▶ _À COMPLÉTER_:
(a) Selon l'extrait sur le terrorisme, par qui le calife Othmane a-t-il été assassiné ?
(b) Prolongez l'extrait sur le terrorisme après sa dernière phrase.

▶ _EXTRAIT FOURNI_:
★ ★ ★ ★ ★

News - 05.01.2014

Terrorisme: Causes, génèse, objectifs et traitement

Notre propos sur le terrorisme est de tenter d’analyser succinctement et aussi concrètement que possible ce phénomène très ancien qui a profondément entaché l’islam, dès ses débuts, par l’assassinat du calife Othmane, par un groupuscule dissident rebelle venu d’Egypte si lointaine.

Cet assassinat politique a provoqué plus tard Al Fitna. Ainsi Arabes et musulmans, chiites et sunnites continuent, 1 400 ans après, à subir les effets catastrophiques de cette fracture qui saigne encore, et les deux antagonistes n’arrêtent pas de s’entretuer en Irak, en Syrie, au Pakistan et ailleurs pour une cause politique morte mais non enterrée.

★ ★ ★ ★ ★

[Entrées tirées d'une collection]
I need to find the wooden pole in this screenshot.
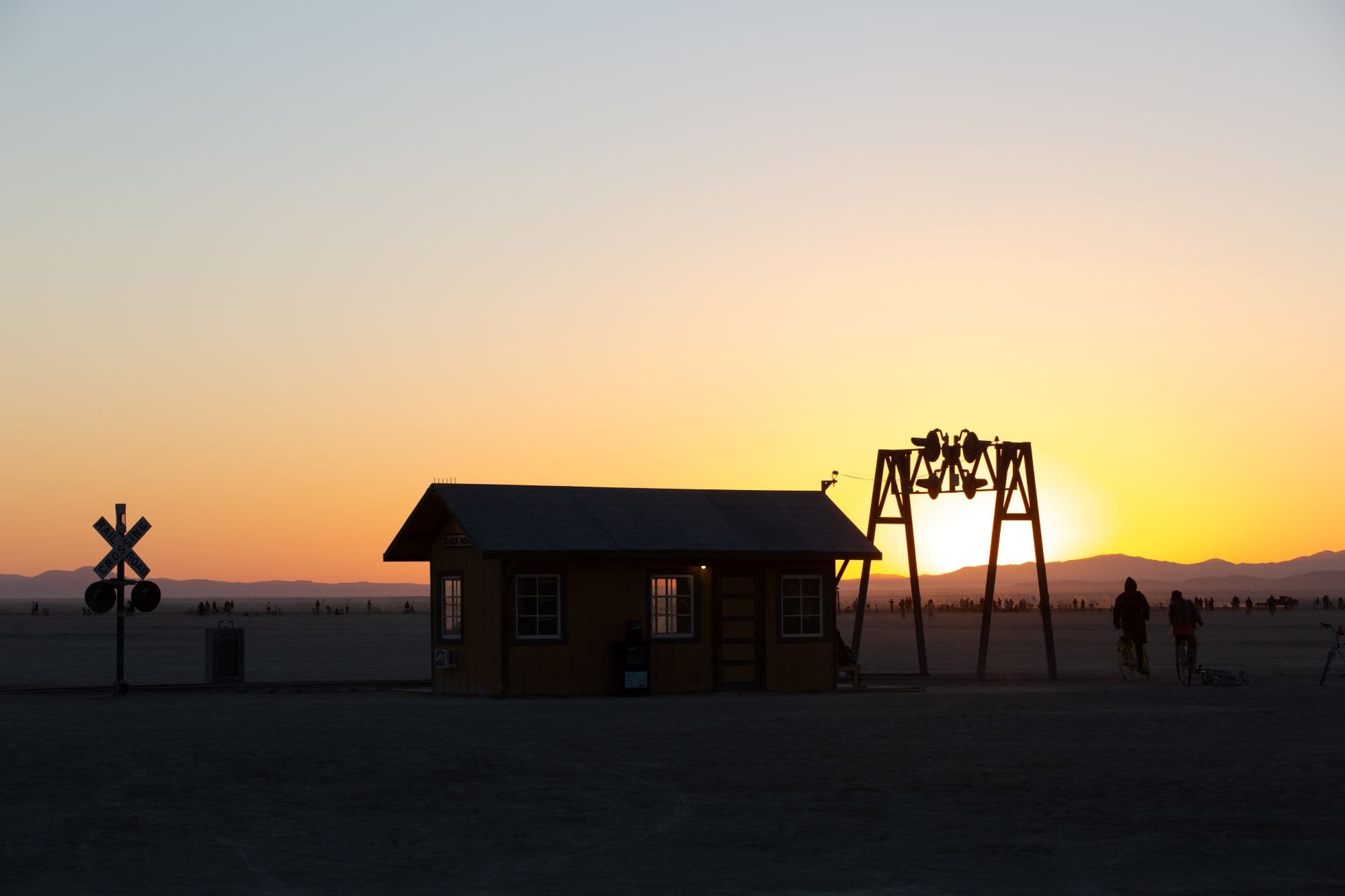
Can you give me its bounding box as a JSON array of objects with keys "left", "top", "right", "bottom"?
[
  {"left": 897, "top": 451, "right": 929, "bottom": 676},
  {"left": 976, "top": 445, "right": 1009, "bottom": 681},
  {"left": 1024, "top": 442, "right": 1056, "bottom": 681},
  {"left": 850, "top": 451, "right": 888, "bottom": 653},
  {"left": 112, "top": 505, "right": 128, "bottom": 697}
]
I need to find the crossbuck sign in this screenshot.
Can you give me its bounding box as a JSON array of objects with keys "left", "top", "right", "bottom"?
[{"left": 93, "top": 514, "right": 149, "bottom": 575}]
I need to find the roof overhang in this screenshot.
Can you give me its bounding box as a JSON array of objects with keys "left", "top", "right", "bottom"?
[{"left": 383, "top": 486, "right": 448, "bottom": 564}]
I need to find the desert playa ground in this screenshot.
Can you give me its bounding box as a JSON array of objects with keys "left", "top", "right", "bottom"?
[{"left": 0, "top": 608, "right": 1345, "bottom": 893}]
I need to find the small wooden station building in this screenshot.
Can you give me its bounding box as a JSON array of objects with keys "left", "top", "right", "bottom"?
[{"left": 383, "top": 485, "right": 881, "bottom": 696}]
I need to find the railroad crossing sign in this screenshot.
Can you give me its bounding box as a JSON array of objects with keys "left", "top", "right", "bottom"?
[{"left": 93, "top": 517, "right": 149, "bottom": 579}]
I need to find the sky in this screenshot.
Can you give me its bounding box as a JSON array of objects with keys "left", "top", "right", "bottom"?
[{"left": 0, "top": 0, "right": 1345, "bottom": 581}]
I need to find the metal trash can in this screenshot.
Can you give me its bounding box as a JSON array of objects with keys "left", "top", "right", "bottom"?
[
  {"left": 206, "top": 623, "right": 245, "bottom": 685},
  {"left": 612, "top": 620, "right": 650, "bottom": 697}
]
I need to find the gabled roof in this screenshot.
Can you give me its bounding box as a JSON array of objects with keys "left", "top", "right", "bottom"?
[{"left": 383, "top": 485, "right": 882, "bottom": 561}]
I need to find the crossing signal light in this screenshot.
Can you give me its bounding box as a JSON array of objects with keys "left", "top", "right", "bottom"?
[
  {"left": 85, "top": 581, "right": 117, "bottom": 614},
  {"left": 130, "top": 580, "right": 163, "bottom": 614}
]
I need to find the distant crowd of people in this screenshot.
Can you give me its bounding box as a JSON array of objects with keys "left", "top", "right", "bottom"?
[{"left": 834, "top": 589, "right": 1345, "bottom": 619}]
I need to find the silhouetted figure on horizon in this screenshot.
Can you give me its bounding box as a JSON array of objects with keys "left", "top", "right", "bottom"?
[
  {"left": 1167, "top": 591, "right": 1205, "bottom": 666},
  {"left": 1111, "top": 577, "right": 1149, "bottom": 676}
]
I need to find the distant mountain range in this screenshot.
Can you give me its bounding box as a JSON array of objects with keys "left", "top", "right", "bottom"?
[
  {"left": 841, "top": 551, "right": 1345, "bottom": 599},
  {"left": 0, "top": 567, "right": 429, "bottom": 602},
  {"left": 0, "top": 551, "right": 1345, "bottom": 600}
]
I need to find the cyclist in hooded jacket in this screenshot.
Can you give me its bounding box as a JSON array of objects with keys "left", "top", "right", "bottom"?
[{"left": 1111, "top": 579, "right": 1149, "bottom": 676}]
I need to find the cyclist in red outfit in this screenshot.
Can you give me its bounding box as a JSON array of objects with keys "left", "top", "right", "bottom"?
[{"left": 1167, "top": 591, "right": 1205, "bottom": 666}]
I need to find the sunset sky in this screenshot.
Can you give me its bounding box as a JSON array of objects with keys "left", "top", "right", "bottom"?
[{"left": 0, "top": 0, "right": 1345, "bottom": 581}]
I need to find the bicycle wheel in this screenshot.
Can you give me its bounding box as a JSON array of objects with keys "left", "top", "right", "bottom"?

★ ★ ★ ★ ★

▶ _RÉPONSES PAR CONSIGNE_:
(a) Par un groupuscule dissident rebelle venu d'Egypte.

(b)
Aujourd’hui, un islamisme extrémiste fuyant l’Afghanistan et le Pakistan déferle sur nous, sous le couvert d’un islamisme salafiste djihadiste, sous la pression insoutenable des USA et de leurs alliés de l’Otan. En mai 2011, dix ans après les évènements de septembre 2001 à New York, on a assisté à la TV, avec un léger différé, à l’assassinat de Oussama Ben Laden, guide historique d’Al Qaïda, laquelle, décapitée et affaiblie par cet évènement, s’est trouvée obligée de se disperser en Extrême-Orient, au Moyen-Orient et en Afrique (Maghreb et Sahel). C’est ainsi qu’on a vu apparaître trois filiales régionales dans les trois zones fortement sensibles suivantes:

A. Al Qaïda au pays des deux fleuves (Irak) qui, après un succès foudroyant en Irak et en Syrie, est devenue l’Etat islamique de l’Irak et du Cham et a accentué son action au sein de l’opposition radicale syrienne. Elle est en passe de s’imposer face à l’Armée libre syrienne.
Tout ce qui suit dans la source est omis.